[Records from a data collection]
BEGIN

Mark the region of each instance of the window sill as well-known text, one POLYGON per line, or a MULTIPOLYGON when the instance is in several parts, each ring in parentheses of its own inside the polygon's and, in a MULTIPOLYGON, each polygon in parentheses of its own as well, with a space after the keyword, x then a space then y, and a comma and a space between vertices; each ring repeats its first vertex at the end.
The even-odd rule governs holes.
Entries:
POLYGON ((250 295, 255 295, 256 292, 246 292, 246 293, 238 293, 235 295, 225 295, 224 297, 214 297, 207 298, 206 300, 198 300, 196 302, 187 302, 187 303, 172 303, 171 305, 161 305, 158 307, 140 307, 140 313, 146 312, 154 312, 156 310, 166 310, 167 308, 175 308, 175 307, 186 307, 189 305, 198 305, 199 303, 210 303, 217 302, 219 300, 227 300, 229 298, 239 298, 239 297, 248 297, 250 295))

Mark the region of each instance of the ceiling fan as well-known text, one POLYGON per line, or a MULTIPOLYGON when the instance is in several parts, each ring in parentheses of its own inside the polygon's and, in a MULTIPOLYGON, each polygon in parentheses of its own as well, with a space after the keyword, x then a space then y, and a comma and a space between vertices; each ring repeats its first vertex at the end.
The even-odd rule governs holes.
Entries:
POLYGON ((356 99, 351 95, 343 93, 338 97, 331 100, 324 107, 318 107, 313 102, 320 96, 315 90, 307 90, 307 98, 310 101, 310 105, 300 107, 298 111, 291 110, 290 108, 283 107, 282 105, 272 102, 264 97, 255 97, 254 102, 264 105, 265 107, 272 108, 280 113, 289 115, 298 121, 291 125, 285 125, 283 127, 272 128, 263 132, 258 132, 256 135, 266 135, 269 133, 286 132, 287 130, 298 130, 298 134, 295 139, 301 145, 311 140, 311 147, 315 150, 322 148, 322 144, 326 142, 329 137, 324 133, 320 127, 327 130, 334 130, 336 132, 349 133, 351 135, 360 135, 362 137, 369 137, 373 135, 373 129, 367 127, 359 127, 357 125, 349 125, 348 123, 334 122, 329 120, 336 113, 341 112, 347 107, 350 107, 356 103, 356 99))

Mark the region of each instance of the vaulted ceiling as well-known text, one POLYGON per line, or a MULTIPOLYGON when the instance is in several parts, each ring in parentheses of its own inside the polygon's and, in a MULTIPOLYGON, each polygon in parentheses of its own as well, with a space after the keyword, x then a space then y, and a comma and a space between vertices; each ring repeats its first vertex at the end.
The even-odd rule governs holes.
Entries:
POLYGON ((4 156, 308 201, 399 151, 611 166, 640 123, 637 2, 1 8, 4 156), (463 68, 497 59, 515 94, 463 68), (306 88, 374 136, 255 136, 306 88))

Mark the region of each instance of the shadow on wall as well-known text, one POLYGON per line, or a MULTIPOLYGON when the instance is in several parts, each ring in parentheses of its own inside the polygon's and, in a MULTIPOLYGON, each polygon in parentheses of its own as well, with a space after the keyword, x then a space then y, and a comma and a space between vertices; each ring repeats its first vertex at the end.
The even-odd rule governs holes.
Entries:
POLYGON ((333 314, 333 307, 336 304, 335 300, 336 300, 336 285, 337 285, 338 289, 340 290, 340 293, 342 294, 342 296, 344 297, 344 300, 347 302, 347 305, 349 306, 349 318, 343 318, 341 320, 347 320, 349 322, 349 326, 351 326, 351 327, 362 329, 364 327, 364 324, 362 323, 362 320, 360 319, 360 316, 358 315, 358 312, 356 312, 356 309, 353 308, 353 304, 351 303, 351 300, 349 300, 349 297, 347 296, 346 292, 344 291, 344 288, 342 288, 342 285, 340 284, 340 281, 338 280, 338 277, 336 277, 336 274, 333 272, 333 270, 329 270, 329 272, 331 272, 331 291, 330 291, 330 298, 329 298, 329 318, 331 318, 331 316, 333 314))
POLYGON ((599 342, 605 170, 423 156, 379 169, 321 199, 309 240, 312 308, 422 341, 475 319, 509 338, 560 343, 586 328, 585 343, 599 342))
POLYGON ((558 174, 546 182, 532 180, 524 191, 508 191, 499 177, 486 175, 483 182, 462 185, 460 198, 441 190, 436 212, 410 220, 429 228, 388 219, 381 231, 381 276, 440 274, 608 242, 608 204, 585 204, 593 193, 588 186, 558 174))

END

▶ Instructions for the task
Write out the data again in full. Match it exactly.

▶ Reply to the exercise
Mark the region of each instance of the window sill as well-known text, one POLYGON per line, or a MULTIPOLYGON when the instance is in several parts, each ring in parentheses of its own inside the polygon's and, in a MULTIPOLYGON, each polygon in parentheses of its own as well, with a space after the keyword, x then a space then y, and a comma and a space between vertices; each ring repeats its first vertex at the end.
The even-odd rule governs holes.
Entries:
POLYGON ((250 295, 255 295, 256 292, 246 292, 246 293, 238 293, 235 295, 225 295, 224 297, 214 297, 207 298, 206 300, 198 300, 196 302, 187 302, 187 303, 172 303, 171 305, 161 305, 158 307, 140 307, 140 313, 146 312, 154 312, 156 310, 166 310, 167 308, 175 308, 175 307, 186 307, 189 305, 198 305, 199 303, 210 303, 217 302, 219 300, 227 300, 229 298, 239 298, 239 297, 248 297, 250 295))

Mark the region of each instance of the ceiling fan as well-known text, one POLYGON per line, or a MULTIPOLYGON when the instance is in several parts, each ring in parentheses of its own inside the polygon's and, in a MULTIPOLYGON, each polygon in parentheses of its own as well, with a space after the keyword, x then a space then y, and a comma and a space between vertices; each ring repeats its first vertex at the end.
The even-odd rule governs holes.
Entries:
POLYGON ((356 99, 351 95, 343 93, 338 97, 331 100, 324 107, 318 107, 313 102, 320 96, 315 90, 307 90, 307 98, 310 101, 310 105, 300 107, 298 111, 291 110, 290 108, 283 107, 282 105, 272 102, 264 97, 255 97, 254 102, 264 105, 265 107, 272 108, 280 113, 289 115, 298 121, 291 125, 285 125, 283 127, 272 128, 263 132, 258 132, 256 135, 266 135, 269 133, 286 132, 287 130, 298 130, 298 134, 295 139, 301 145, 311 140, 311 147, 315 150, 322 148, 322 144, 326 142, 329 137, 324 133, 320 127, 327 130, 334 130, 336 132, 349 133, 351 135, 360 135, 362 137, 369 137, 373 135, 373 129, 367 127, 359 127, 357 125, 349 125, 348 123, 334 122, 329 120, 336 113, 341 112, 347 107, 350 107, 356 103, 356 99))

Mark the region of each instance of the vaulted ceiling as well-known text, one POLYGON per line, or a MULTIPOLYGON when the instance is in several parts, each ring in parentheses of its own inside the polygon's and, in a MULTIPOLYGON, each polygon in parentheses of its own as well, with a space after the keyword, x then a space then y, and a comma and a space between vertices; each ring repeats its first vertex at the end.
The even-odd rule governs holes.
Entries:
POLYGON ((4 156, 308 201, 399 151, 611 166, 640 123, 637 2, 1 8, 4 156), (463 68, 497 59, 515 94, 463 68), (306 88, 374 136, 255 136, 306 88))

Mark the region of each instance of the shadow on wall as well-known text, one POLYGON per line, or a MULTIPOLYGON when the instance is in several parts, each ring in parentheses of its own inside the polygon's and, in a MULTIPOLYGON, each polygon in parentheses of its own as well, with a space after the keyword, x then a space then y, and a comma and a space between vertices; each ring repeats its first vertex at the end.
The even-odd rule governs holes.
Entries:
POLYGON ((333 314, 333 307, 336 304, 335 300, 336 300, 336 285, 337 285, 338 289, 340 290, 340 293, 342 294, 342 296, 344 297, 344 300, 347 302, 347 305, 349 306, 349 318, 343 318, 341 320, 347 320, 349 322, 349 326, 351 326, 351 327, 362 329, 364 327, 364 324, 362 323, 362 320, 360 319, 360 316, 358 315, 358 312, 356 312, 356 309, 353 308, 353 304, 351 303, 351 300, 349 300, 349 297, 347 296, 346 292, 344 291, 344 288, 342 288, 342 285, 340 284, 340 281, 338 280, 338 277, 336 277, 336 274, 333 272, 333 270, 329 270, 329 272, 331 272, 331 291, 330 291, 330 298, 329 298, 329 318, 331 318, 331 316, 333 314))
POLYGON ((599 342, 605 170, 423 156, 379 169, 321 199, 309 240, 312 308, 422 341, 475 319, 509 338, 560 343, 586 328, 585 343, 599 342))
POLYGON ((558 174, 546 182, 532 180, 524 191, 508 191, 499 177, 486 175, 483 182, 462 185, 460 198, 441 190, 436 212, 410 220, 429 228, 388 219, 381 231, 381 276, 440 274, 608 242, 608 204, 585 204, 593 193, 588 186, 558 174))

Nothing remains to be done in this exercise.